● **Gestellte Aufgabe 1**
Bearbeite die Einträge von der Zeile mit „Please place a point on the woman's“ bis zum Ende der Einträge, beide Enden eingeschlossen. Gib diesen Abschnitt wieder, wobei „stone wall“ durch „brick wall“ ersetzt wird und alles andere unverändert bleibt.

● **Quellauszug**
Taktik-Feeling pur
Was ein wenig trocken klingt, sieht ganz anders aus, wenn man sich einmal ins Spiel eingeklinkt hat. Wer auf eine Call of Duty-Erfahrung hofft, wird hier herbe enttäuscht. Fans von Squad hingegen werden sich sehr schnell zurechtfinden. Denn Post Scriptum ist Kriegstaktik pur, in der wir schneller draufgehen, als uns lieb ist. Denn der Bildschirm und unsere Anzeigen sind auf das Wesentliche reduziert. Kein Fadenkreuz, kein Kompass, kein HUD. Das macht PS zu einer besonderen Erfahrung, denn es gibt Phasen, in denen einfach nichts passiert. Was daran liegt, dass wir uns auf unser Auge verlassen müssen, um Gegner zu erkennen. Wer die Karte herauszieht, um sich einen Überblick zu verschaffen, kann, einmal an die Symbole gewöhnt, gewisse Vorhersagen über feindliche Bewegungen treffen uns sich entsprechend absprechen.
Jedoch geschieht es nicht gerade selten, das wir über ein Feld pirschen und aus dem Nichts heraus getroffen werden. Es ist unglaublich schwer, Gegner zu erkennen. Besonders wenn diese ebenso versuchen, nicht gesehen zu werden. So ertappen wir uns immer wieder, wie wir regungslos in einem Gebüsch liegen, die Lee-Enfield No. 4 im Anschlag und auf den Horizont starren.

● **Extrahierte Einträge**

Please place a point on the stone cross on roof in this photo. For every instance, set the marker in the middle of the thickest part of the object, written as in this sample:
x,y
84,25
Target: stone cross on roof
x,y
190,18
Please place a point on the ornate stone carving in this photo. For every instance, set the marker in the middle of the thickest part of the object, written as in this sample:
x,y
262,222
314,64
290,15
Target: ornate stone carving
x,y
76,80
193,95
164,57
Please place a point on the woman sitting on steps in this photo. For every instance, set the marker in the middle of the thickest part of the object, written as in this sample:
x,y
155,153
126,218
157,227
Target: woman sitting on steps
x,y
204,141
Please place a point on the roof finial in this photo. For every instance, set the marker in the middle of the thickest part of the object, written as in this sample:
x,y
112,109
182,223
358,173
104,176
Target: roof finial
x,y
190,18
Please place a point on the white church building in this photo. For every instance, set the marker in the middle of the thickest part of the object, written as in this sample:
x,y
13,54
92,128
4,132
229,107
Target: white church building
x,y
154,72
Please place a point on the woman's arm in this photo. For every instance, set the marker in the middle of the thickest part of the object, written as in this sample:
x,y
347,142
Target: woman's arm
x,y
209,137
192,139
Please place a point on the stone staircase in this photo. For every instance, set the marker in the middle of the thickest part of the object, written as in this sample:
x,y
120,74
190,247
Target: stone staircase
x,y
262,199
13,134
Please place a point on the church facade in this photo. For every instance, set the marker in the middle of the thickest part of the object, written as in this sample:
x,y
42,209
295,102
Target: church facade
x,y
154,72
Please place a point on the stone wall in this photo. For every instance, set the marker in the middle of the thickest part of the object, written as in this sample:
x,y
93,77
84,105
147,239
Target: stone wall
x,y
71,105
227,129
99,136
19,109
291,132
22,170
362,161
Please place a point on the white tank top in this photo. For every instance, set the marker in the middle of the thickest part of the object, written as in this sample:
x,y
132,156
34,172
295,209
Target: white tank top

● **Gestellte Aufgabe 2**
Übertrage diesen Satz aus dem Text über Post Scriptum ins Englische: „So ertappen wir uns immer wieder, wie wir regungslos in einem Gebüsch liegen, die Lee-Enfield No. 4 im Anschlag und auf den Horizont starren.“

● **Vollständige Ausgabe 1**
Please place a point on the woman's arm in this photo. For every instance, set the marker in the middle of the thickest part of the object, written as in this sample:
x,y
347,142
Target: woman's arm
x,y
209,137
192,139
Please place a point on the stone staircase in this photo. For every instance, set the marker in the middle of the thickest part of the object, written as in this sample:
x,y
120,74
190,247
Target: stone staircase
x,y
262,199
13,134
Please place a point on the church facade in this photo. For every instance, set the marker in the middle of the thickest part of the object, written as in this sample:
x,y
42,209
295,102
Target: church facade
x,y
154,72
Please place a point on the brick wall in this photo. For every instance, set the marker in the middle of the thickest part of the object, written as in this sample:
x,y
93,77
84,105
147,239
Target: brick wall
x,y
71,105
227,129
99,136
19,109
291,132
22,170
362,161
Please place a point on the white tank top in this photo. For every instance, set the marker in the middle of the thickest part of the object, written as in this sample:
x,y
132,156
34,172
295,209
Target: white tank top

● **Vollständige Ausgabe 2**
Time and again we catch ourselves lying motionless in a bush, the Lee-Enfield No. 4 at the ready, staring at the horizon.